Can you arrange the lines from the start of the items below through the line containing "<point>589,435</point>", inclusive, as a Markdown table with the columns Row and Line, one numbered row per line and blank lines left out?

DATA PROVIDED:
<<<<

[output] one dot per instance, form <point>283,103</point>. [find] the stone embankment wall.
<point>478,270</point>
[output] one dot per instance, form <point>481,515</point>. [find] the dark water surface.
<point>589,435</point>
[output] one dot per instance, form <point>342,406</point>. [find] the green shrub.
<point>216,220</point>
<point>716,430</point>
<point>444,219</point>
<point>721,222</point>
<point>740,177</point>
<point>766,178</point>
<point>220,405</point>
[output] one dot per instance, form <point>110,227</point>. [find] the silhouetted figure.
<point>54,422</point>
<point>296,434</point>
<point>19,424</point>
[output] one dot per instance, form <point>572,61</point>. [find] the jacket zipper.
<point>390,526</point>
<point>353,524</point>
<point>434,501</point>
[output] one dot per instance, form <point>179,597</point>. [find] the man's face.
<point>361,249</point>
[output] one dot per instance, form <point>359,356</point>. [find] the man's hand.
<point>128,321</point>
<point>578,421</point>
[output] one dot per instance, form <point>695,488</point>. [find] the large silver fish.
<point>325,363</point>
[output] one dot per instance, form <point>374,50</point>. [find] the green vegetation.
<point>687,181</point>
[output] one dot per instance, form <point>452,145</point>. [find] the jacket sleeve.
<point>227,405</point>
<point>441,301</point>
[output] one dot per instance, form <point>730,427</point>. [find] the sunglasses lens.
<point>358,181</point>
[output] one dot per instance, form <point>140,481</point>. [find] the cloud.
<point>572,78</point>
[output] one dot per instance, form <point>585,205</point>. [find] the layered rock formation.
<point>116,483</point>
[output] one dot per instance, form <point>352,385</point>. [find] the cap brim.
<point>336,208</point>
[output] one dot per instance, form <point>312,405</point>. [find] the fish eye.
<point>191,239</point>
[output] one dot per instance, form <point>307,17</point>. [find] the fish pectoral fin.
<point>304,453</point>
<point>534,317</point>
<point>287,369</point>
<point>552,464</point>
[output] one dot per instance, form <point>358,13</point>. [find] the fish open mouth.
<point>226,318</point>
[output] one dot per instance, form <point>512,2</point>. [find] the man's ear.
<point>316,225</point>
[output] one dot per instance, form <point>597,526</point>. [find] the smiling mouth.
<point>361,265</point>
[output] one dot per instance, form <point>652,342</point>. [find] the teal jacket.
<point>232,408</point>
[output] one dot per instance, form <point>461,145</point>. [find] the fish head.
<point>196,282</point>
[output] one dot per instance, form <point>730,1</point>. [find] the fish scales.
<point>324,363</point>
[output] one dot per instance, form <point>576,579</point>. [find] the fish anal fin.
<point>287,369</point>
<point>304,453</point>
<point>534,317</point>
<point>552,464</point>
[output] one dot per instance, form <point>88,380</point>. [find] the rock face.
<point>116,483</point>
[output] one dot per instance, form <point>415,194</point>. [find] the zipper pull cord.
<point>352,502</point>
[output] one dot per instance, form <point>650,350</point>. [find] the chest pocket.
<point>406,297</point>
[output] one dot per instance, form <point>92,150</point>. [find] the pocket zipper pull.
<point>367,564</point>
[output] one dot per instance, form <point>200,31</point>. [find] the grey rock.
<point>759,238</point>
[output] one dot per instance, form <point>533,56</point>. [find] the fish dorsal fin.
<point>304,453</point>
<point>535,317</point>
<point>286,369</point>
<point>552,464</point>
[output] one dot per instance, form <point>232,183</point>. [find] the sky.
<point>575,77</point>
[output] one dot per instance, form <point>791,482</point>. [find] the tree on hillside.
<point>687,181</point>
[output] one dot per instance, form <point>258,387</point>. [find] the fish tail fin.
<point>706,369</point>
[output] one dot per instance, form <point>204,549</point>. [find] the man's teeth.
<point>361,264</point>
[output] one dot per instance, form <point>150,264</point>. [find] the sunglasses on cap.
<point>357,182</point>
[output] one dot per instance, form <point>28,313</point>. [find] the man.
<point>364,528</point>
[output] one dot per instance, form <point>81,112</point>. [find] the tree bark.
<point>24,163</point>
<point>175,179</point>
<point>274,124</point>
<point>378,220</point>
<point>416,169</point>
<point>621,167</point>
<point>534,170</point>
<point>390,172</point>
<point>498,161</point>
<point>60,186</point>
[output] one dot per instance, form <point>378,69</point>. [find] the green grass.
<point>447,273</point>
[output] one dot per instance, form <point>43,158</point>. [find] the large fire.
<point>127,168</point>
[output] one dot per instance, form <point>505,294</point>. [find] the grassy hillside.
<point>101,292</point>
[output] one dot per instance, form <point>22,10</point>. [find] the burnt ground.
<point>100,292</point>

>>>>

FULL RESPONSE:
| Row | Line |
|---|---|
| 1 | [output] one dot per instance, form <point>283,103</point>. [find] the stone embankment wall. |
| 2 | <point>478,270</point> |
| 3 | [output] one dot per instance, form <point>481,515</point>. [find] the dark water surface. |
| 4 | <point>589,435</point> |